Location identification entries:

▼

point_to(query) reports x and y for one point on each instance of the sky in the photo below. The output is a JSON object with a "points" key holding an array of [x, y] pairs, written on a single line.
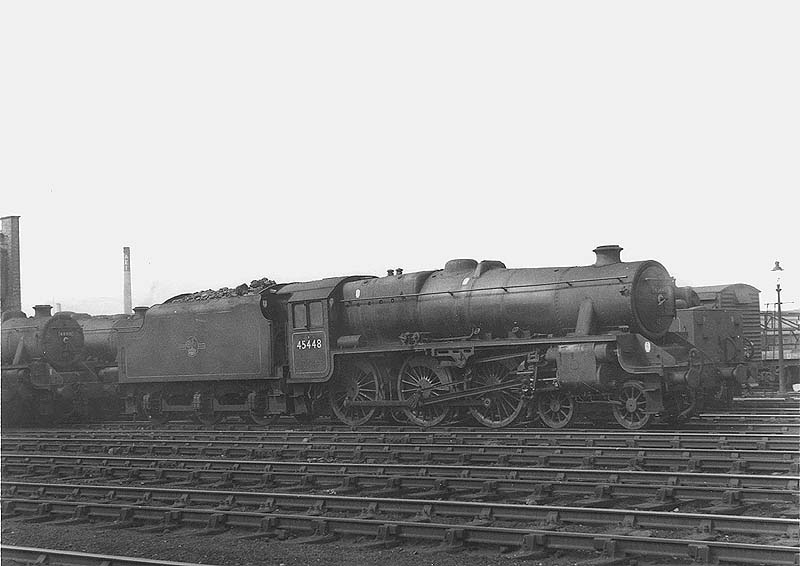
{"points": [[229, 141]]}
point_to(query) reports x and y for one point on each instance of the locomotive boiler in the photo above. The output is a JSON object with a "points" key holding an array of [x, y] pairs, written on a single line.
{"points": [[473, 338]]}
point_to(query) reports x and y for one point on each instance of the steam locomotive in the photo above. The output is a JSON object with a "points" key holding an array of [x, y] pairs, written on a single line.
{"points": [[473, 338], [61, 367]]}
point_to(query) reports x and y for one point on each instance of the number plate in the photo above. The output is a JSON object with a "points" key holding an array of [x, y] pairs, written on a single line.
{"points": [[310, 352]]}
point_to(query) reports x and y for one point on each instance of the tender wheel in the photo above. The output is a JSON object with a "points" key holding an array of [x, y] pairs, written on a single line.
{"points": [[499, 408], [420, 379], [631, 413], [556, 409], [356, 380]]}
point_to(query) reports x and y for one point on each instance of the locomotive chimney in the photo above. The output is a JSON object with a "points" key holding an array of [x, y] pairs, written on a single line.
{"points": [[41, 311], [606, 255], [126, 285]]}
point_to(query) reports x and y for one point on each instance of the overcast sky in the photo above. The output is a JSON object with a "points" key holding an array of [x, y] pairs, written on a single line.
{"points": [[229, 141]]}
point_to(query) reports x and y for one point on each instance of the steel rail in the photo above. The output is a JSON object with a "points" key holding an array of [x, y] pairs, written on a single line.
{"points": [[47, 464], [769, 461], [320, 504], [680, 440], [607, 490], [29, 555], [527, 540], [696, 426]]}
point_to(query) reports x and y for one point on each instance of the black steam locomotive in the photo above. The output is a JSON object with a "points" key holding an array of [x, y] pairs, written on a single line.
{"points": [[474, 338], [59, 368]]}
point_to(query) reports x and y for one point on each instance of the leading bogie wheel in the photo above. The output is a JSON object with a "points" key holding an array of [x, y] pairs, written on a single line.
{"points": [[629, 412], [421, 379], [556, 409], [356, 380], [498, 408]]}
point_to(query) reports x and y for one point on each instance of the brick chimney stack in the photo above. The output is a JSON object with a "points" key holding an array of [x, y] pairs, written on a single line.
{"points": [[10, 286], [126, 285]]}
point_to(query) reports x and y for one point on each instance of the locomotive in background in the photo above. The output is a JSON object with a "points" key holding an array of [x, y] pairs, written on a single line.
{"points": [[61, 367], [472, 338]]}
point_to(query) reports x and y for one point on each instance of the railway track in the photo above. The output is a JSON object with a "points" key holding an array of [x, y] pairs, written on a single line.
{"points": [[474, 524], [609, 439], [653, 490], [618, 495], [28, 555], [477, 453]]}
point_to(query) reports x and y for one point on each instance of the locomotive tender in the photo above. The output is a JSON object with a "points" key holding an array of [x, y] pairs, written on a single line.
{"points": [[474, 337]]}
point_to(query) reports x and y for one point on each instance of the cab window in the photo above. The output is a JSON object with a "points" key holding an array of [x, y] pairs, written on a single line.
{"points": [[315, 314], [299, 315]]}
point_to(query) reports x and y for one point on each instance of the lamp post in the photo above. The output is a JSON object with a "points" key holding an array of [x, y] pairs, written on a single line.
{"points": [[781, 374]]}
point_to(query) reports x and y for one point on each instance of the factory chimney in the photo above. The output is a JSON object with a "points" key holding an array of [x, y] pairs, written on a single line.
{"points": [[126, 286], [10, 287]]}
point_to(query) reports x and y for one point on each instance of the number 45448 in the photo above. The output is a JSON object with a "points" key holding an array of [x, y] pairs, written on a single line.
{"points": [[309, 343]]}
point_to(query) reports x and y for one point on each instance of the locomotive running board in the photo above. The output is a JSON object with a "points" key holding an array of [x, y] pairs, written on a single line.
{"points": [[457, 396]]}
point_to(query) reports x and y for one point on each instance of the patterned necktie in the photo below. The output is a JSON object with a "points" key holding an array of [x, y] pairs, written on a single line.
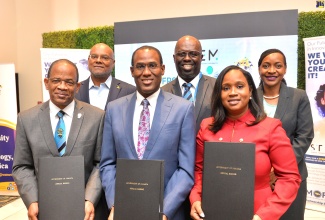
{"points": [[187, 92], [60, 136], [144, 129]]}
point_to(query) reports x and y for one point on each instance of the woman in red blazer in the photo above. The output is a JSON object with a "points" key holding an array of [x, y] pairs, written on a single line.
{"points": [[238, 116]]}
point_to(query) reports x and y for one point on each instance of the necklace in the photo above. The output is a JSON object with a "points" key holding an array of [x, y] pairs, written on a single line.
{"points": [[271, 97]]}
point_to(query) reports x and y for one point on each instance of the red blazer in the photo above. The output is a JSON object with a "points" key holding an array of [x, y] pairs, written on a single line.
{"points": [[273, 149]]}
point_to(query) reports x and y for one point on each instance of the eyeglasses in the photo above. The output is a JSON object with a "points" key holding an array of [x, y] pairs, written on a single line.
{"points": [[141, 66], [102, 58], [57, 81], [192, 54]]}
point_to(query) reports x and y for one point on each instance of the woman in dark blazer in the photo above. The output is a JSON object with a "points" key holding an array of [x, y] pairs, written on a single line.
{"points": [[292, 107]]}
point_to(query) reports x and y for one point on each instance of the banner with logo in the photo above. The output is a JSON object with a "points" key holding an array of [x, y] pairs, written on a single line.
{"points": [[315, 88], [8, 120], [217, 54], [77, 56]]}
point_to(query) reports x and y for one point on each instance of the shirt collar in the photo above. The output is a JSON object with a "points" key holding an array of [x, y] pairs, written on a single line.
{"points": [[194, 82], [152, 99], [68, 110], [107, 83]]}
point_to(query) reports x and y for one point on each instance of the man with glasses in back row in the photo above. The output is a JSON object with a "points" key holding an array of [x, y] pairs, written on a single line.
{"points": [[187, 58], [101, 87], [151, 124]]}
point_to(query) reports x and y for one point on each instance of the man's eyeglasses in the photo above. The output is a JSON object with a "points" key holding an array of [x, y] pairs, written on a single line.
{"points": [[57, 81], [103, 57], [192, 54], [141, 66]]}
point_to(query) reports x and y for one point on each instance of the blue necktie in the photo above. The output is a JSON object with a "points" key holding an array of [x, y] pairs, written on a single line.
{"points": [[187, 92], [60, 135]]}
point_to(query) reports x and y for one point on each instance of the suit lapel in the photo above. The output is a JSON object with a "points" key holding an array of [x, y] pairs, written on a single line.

▲

**Task directions**
Swap every instance of "single line" in the entries above for "one line", keeping all other text the same. Give back every entry without the pictures.

**Final answer**
point_to(query) reports x and y for one point on each instance of the sky in the photo below. The output is a JSON object with a "points" key holding an array of [x, y] pairs, written on a one line.
{"points": [[229, 141]]}
point_to(query) reports x and y for one point on each instance of the locomotive boiler in the photo above. The output is a JSON object with a "points" key holding an array of [x, y] pairs, written on a one line.
{"points": [[473, 338]]}
point_to(query) reports x and y for one point on each instance of the steam locomotive in the photo above. The output is a JSON object with a "points" key holding an array of [x, y] pairs, written on a one line.
{"points": [[473, 338], [61, 367]]}
point_to(query) reports x and y for one point on each instance of the number plate in the photo above. The output is a JSON object with a "points" key holding an array of [x, y] pairs, written on a one line.
{"points": [[310, 352]]}
point_to(query) reports x and y for one point on each instance of the tender wheel in the photo above. The output is a JSON object with a "points" key holding an array of [x, y] pairs, written on a one line.
{"points": [[499, 408], [420, 379], [631, 413], [556, 409], [356, 380]]}
point_to(query) reports x and y for one point on each instance of the locomotive chimney in the photo above. The output is a JSON object with a "points" key holding an array of [x, y] pairs, written on a one line.
{"points": [[41, 311], [606, 255], [126, 285]]}
point_to(query) reports x and y for one point on each instance of the overcast sky in the photo above. The output is a JSON object with a "points" key holding an array of [x, y] pairs, written on a one line.
{"points": [[229, 141]]}
point_to(query) reports x and y for one point on each instance of the steel rail in the photo above. The output is a JSON object with a "points" key holding an array of [x, y] pairs, written on a one line.
{"points": [[47, 464], [769, 461], [320, 504], [680, 440], [607, 490], [29, 555], [527, 540], [696, 426]]}
point_to(query) reports x and y for one point on each instance of the black steam locomotive in the photo above. The output is a JSON object with a "points" key holding an array of [x, y] pairs, written on a one line.
{"points": [[474, 338], [59, 368]]}
point_to(query) reports x and y for one point on each instance of the leading bogie wheel in the photo above. The output is a JSON object with a "points" key holding an array of [x, y] pairs, written on a one line.
{"points": [[629, 412], [421, 379], [556, 409], [356, 380], [498, 408]]}
point_to(query) reports x and y for one point on each instance of the brick chimney stack in the photo above. The output is a JSON object with a "points" key holding an array of [x, y] pairs, written on a one line.
{"points": [[10, 286], [126, 285]]}
point_to(query) reports x and y for one point on each instance of the locomotive in background in the photo above. The output is a JSON object with a "points" key holding an array of [x, y] pairs, written on a one line.
{"points": [[61, 367], [472, 338]]}
point_to(query) reports x and y for one point on each instance of the railway track in the photo above. The output is a JSON object with a "points" key holding an array of [x, y] pairs, written on a one line.
{"points": [[474, 524], [609, 439], [653, 490], [618, 495], [28, 555], [477, 453]]}
point_to(query) reports x and y for one point on each instance of the locomotive tender in the photo above. The output is a JSON object with a "points" key holding an array of [x, y] pairs, written on a one line.
{"points": [[474, 337]]}
point_to(query) reports x and y for one point on each instance of the cab window in the photo above. The output is a JSON object with a "points" key holding an array of [x, y] pairs, written on a one line.
{"points": [[315, 314], [299, 315]]}
point_to(query) reports x and y for one point on each instance of the lamp post in the photo above. The output is a JSON object with a "points" key holding an array of [x, y] pairs, written on a one line.
{"points": [[781, 374]]}
point_to(query) reports x and y for one point on each instance of the factory chimney in the photo above. The output is a JSON object with a "points" key holding an array of [x, y] pairs, written on a one line.
{"points": [[126, 286], [10, 287]]}
point_to(query) reports x and y for one point on each instance of the number 45448 in the photo above. The output is a JSON object with a "points" key holding an array of [x, y] pairs, written on a one line.
{"points": [[309, 343]]}
point_to(query) reports x and y for one point on each instance of the locomotive running board in the photo above. The output is a JSON object with a "points" key holding an array of [x, y] pairs, written on a one line.
{"points": [[457, 396]]}
point_to(query) reports x and y for one point on each instance of the patterned necktie in the photo below. The output is a JSON object with a "points" key holding an array of [x, y] pairs, written on a one line.
{"points": [[187, 92], [60, 136], [144, 129]]}
point_to(query) reports x and y for one point on each instance of the woman in red blazer in the photo above. The output is a JSON object with a "points" key holding an array of [x, y] pairs, written on a one line.
{"points": [[238, 116]]}
point_to(query) reports x and y for one point on each instance of the necklace in the photo above. The output is a JSON object with a "points" key holding an array of [x, y] pairs, written on a one line.
{"points": [[271, 97]]}
point_to(query) reports x and y for one point on each instance of the red blazer in the photo above. The output is a JSON object with a "points" key holding an array of [x, y] pairs, written on a one line.
{"points": [[273, 149]]}
point_to(query) reports x and y for one point on each instance of the eyeglasses in the photo above. The output is a JSON object with a "points" key holding an array of [x, y] pairs, written on a one line.
{"points": [[141, 66], [102, 58], [57, 81], [192, 54]]}
point_to(query) reports x and y for one point on each instance of the woman in dark blazer in the photo above. The output is a JSON object with a "points" key holding an array of [x, y] pairs, written on a one line.
{"points": [[292, 107]]}
point_to(query) reports x and y for one point on each instance of the banner with logo in the photo above. The output is a JSON object with a "points" key holding an array of [x, y] pairs, written on a one line.
{"points": [[315, 88], [8, 120], [217, 54], [77, 56]]}
point_to(query) reports x and y for one point on each instance of the shirt collar in the photo above. The output is a JSON object with a "points" key holding an array of [x, y] pairs, written on a one line.
{"points": [[194, 82], [152, 99], [68, 110], [107, 83]]}
point_to(query) reports x and y for one point on each instance of the man with glasses in back row in the photo above. The output is a JSON object with a "points" key holding an array of [x, y] pairs, written on a one line.
{"points": [[187, 58], [101, 87], [151, 124]]}
point_to(query) reports x and y for one point on each instance of the man's eyeglasses in the photo above. The output is a JSON object with a "points" key holding an array of [x, y] pairs, written on a one line.
{"points": [[57, 81], [103, 57], [192, 54], [141, 66]]}
point_to(query) reports x and y for one point on each instance of the blue necktie in the photo above. The output is a JSON object with a "points" key holding an array of [x, y] pairs, written on a one line.
{"points": [[187, 92], [60, 135]]}
point_to(query) reports x and y for one point on each instance of the suit lapel in the photo above. The output is a JSON object with a "points" key holding an array of [x, y] pairs, written on a one line.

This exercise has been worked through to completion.